* **PASSAGE PROVIDED**
## START
More efficient data validation with Spotless

A tooth wheel illustrating Spotless' seamless data validation

When your company has valid data then all those things the data does for it will work seamlessly, like clockwork.

Data validation is the process of ensuring that the data one has are valid so that they are fit for purpose rather than being contaminated with rogue data. If you fail to validate your company's data you are taking a big risk which may backfire in a whole range of catastrophic ways.

We never fail to be surprised at the sheer quantity of errors to be found in data, at times sourced to respectable multinational corporations, and caused for a whole variety of reasons. Then on top of this are the problems created by blending various data sources into a single data repository (such as a data lake or a data warehouse) where lack of consistency just compounds the already real problems created by errors.

800 pages of data on one person

We know that businesses simply cannot afford to get their data wrong, whether it is for legal compliance, displaying on a website, collected from Internet of things sensors or used for marketing and sales campaigns and internal business intelligence and reporting. When a journalist recently received 800 pages of data about her year as a moderately heavy user of a dating website most people just stayed with the thought of how much data one website had on one person. Yet as of next year, within the European Union, such data must be provided legally to anyone who requires it, and this is a trend that is more than likely to extend worldwide. The question we asked ourselves is how many errors were there within that 800 pages of data? Not that we think that dating sites are more likely to produce data errors than any other company. Indeed they may be one of that minority of companies which already have the processes in place to effectively validate their data and this guarantee that they are error-free, not merely for this one customer but the many thousands if not millions of customers they have on their books. But neither it appeared did the journalist go through those 800 pages with a fine toothcomb looking for errors. However, if somebody were to do so and were to find rogue data errors that violated some of these strict new data and data privacy laws such as GDPR it could have given that company serious problems.

Data blending issues

Our surprise at seeing so many data errors in much of the data that we have passed through our machine learning filters is partly because we know what a devastating impact a single error in data can have. If a hedge fund scrapes large quantities of data from multiple sources to then let its sophisticated and expensive artificial intelligence programme first analyse and then make financial buying and selling decisions based on said data we know that a single error in the data could result in the fund losing millions of dollars of their clients money. Scraping information for later analysis is particularly vulnerable to rogue data issues because of the problems of inconsistency while blending data from different sources into one data repository. To successfully blend these data together, so they form one large whole requires that each and every one of the data are properly validated.
## END
* **DATASET EXCERPTS**
## START
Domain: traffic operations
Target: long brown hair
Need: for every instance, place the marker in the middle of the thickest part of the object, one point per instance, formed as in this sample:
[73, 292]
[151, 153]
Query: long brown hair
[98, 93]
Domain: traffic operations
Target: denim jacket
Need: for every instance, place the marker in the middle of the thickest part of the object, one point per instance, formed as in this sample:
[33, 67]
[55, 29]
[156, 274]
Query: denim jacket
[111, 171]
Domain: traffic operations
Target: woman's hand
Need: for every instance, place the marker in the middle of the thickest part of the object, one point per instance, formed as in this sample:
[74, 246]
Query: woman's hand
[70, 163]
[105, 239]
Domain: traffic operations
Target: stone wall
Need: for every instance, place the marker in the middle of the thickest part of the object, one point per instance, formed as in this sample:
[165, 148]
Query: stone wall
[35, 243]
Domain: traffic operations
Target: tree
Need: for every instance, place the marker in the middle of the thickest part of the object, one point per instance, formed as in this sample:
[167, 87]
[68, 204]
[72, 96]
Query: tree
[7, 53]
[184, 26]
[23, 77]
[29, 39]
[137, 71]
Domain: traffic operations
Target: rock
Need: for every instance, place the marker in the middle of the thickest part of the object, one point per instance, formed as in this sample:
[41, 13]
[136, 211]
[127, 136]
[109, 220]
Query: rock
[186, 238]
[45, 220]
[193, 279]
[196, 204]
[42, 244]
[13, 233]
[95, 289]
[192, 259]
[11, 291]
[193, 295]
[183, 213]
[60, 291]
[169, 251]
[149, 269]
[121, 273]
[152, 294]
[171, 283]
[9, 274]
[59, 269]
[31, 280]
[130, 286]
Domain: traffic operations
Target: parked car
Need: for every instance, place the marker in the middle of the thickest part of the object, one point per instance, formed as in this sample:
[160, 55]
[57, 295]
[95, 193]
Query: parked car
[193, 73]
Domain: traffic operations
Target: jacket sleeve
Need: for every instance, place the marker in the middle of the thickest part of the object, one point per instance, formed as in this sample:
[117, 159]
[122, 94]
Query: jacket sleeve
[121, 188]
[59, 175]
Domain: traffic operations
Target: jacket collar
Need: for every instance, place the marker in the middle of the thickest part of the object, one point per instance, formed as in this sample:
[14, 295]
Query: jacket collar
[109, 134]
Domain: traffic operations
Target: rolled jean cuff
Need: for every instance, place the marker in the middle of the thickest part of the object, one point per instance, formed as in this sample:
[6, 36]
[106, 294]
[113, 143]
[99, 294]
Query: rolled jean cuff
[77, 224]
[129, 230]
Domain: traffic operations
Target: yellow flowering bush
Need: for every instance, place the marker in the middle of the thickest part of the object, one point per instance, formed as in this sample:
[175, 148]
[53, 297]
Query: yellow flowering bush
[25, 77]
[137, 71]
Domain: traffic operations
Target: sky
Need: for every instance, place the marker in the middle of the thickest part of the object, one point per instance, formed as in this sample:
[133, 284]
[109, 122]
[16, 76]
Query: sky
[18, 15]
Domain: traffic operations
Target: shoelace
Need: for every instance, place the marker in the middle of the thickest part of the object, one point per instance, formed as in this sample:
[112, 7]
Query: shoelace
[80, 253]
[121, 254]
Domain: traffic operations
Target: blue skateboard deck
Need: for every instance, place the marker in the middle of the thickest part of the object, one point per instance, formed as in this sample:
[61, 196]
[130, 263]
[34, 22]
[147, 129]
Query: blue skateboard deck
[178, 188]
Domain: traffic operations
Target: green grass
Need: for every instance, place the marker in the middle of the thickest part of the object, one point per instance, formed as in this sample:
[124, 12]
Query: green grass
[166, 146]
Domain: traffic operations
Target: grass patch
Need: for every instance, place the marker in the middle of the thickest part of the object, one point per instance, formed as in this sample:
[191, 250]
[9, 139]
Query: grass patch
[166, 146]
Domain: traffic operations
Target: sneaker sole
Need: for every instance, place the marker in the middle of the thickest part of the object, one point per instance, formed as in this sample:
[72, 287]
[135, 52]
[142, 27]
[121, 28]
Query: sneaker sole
## END
* **TASKS AND EXERCISES**
1. Can you reproduce the part of the data validation article between "A tooth wheel" and "created by errors.", inclusive?
2. How would the data validation article carry on after its last sentence? Write the next part.

* **OUTPUTS BY TASK**
1.
A tooth wheel illustrating Spotless' seamless data validation

When your company has valid data then all those things the data does for it will work seamlessly, like clockwork.

Data validation is the process of ensuring that the data one has are valid so that they are fit for purpose rather than being contaminated with rogue data. If you fail to validate your company's data you are taking a big risk which may backfire in a whole range of catastrophic ways.

We never fail to be surprised at the sheer quantity of errors to be found in data, at times sourced to respectable multinational corporations, and caused for a whole variety of reasons. Then on top of this are the problems created by blending various data sources into a single data repository (such as a data lake or a data warehouse) where lack of consistency just compounds the already real problems created by errors.

2.
At Spotless Data our goal in life is simply to ensure that all the data you have are validated as they are ingested into your repository and before entering your platforms. We do this through our Machine Learning filters. They filter out rogue data, either modifying or removing them, quarantining any suspicious data. This means data that are so spotlessly clean and so fit for purpose that every last piece has been properly validated. Thus all the data have data integrity throughout their lifecycle from the moment they leave us ready to be ingested into the repository of the company which owns or manages them.

Genre data

At the heart of our data validation process is the report which you receive within less than a minute of uploading your data into our python API, easy to access as it is simply a webpage. Within this report come our suggestions as to where your data have problems which means they fail to validate and what is the best solution to fixing these problems. You can take a look at our video on data cleaning a genre column and see for yourself how many errors we found data cleaning a genre column of data from an external source which we needed to ingest into an EPG. Blanks and mismatched data can completely mess up an EPG, possibly giving people wrong information about what appears on television and when genre information is also very important to the viewer experience. Someone who thinks they are about to watch a comedy but finds they are watching a war documentary instead is likely to be dissatisfied with the EPG if it led them to believe they were about to watch something much more light-hearted. Genres are also very important for recommendations, and an EPG that recommends a news programme to its soap viewers, based on an incorrect genre, is not likely to be taken very seriously by its viewers in the future. And while a broadcast time mistake due to a failure in the data validation of numbers is likely to be spotted very quickly, hopefully before the EPG goes live or very shortly afterwards, a genre column error is much harder for humans to spot unless they have a profound knowledge of all the genres of television or a similar area of entertainment but can have an equally negative effect on users who do discover the mistake when actually using the EPG or similar.

Data validation with the Spotless Data solution

You can read our introduction to using our API and then try out our service on your my filters page but, for this, you need to log in first. If you haven't already done so, you can sign-up using your email address, Facebook, Google or GitHub accounts. You may also view our video on data cleaning an EPG file, which also explains how to use our API.

We use the https protocol, guaranteeing your data are secure while they are in our care and that they are not accessible by any third party, a responsibility we take very seriously.

Here is a quick link to our FAQ. You can also check out our range of subscription packages and pricing. If you would like to contact us you can speak to one of our team by pressing on the white square icon with a smile within a blue circle, which you can find in the bottom right-hand corner of any of the web pages on our site.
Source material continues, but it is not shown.